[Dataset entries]
——————————

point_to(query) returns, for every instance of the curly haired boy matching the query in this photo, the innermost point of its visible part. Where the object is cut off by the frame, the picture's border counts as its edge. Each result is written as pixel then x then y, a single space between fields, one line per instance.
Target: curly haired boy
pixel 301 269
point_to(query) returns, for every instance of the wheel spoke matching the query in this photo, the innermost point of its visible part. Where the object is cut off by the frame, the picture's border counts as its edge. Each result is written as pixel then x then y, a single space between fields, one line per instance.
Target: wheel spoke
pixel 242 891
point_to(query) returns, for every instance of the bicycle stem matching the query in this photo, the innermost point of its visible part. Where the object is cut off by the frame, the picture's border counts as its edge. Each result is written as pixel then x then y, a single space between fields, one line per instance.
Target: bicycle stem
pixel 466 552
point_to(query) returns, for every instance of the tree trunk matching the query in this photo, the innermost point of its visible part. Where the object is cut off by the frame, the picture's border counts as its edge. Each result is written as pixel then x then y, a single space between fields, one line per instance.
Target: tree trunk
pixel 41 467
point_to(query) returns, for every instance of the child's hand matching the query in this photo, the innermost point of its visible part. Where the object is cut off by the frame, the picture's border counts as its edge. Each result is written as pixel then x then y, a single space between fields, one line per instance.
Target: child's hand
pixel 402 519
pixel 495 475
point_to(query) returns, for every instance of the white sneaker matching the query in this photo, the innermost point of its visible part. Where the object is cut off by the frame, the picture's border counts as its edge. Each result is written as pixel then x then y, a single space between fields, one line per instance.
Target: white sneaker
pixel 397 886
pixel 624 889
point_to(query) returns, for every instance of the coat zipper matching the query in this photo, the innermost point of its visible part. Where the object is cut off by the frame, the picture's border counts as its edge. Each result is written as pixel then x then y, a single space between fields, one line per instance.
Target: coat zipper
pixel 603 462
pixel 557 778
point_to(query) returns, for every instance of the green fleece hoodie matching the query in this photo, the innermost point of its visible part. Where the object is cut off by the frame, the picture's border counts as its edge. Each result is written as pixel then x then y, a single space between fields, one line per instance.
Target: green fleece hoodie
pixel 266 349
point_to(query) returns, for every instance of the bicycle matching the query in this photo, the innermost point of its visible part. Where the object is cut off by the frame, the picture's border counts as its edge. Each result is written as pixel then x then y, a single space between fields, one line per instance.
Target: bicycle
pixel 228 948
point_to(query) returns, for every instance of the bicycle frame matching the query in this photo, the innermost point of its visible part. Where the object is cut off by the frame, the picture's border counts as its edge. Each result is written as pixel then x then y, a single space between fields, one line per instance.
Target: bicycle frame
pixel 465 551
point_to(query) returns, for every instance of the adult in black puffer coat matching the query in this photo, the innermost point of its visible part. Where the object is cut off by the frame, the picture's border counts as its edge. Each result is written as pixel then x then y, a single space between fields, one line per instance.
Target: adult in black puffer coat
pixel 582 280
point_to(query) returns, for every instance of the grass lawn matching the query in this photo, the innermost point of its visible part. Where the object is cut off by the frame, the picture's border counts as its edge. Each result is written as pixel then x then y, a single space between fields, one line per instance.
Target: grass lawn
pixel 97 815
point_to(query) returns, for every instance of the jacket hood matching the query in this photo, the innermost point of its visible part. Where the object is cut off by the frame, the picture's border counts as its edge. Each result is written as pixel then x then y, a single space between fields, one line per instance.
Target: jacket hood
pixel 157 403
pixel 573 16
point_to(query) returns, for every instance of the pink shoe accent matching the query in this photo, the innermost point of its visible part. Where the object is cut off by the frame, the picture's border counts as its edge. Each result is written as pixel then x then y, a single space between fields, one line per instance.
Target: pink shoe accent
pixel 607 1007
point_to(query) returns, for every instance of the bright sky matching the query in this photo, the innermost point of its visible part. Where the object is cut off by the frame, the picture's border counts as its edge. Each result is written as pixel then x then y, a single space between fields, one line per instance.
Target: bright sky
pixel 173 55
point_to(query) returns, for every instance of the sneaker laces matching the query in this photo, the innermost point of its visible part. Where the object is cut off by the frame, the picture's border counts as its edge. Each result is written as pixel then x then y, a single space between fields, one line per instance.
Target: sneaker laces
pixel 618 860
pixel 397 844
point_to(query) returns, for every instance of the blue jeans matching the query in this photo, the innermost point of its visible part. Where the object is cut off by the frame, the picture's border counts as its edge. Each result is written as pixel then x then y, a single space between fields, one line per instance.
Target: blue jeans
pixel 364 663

——————————

• TASK OBJECTIVE: Exactly and exclusively, repeat the lines from the line that contains "Target: sneaker laces" through the end of the records, both ends included.

• SOLUTION:
Target: sneaker laces
pixel 618 860
pixel 397 844
point_to(query) returns, for every instance of the blue jeans matching the query in this photo, the innermost point of its visible part. Where the object is cut off by the frame, the picture's border counts as its edge. Each result is written as pixel then x then y, a single space between fields, one line per instance.
Target: blue jeans
pixel 364 663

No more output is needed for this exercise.